Shape annotation lines
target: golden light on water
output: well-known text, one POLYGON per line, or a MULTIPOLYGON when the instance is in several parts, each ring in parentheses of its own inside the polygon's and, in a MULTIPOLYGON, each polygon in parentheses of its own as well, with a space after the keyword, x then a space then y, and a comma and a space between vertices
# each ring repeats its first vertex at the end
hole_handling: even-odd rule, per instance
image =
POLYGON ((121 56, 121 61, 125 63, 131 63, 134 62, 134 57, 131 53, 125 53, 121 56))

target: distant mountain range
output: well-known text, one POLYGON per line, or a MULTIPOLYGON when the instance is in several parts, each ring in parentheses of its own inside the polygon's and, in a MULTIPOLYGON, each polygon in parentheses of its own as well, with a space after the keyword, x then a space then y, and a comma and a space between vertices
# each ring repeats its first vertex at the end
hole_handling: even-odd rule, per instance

- **Exercise aim**: Reproduce every line above in full, offsetting each vertex coordinate in the polygon outlines by adding 37 to both its x and y values.

- **Reply**:
target: golden light on water
output: well-known text, one POLYGON per line, or a MULTIPOLYGON when the instance is in several parts, each ring in parentheses of its own inside the polygon's and, in a MULTIPOLYGON, each polygon in parentheses of its own as well, with a space after the keyword, x then a space then y, and a comma and a space between vertices
# each ring repeats its first vertex at the end
hole_handling: even-odd rule, per instance
image =
POLYGON ((158 93, 158 98, 162 100, 168 100, 171 99, 171 94, 168 90, 162 90, 158 93))

target: distant mountain range
output: well-known text, one POLYGON per line, or a MULTIPOLYGON when the instance is in several parts, each ring in parentheses of its own inside the polygon's and, in a MULTIPOLYGON, each polygon in parentheses of its own as well, with a space after the keyword, x then a space then y, and a comma and a space between vertices
# each ring repeats its first vertex at the end
hole_handling: even-odd rule, per instance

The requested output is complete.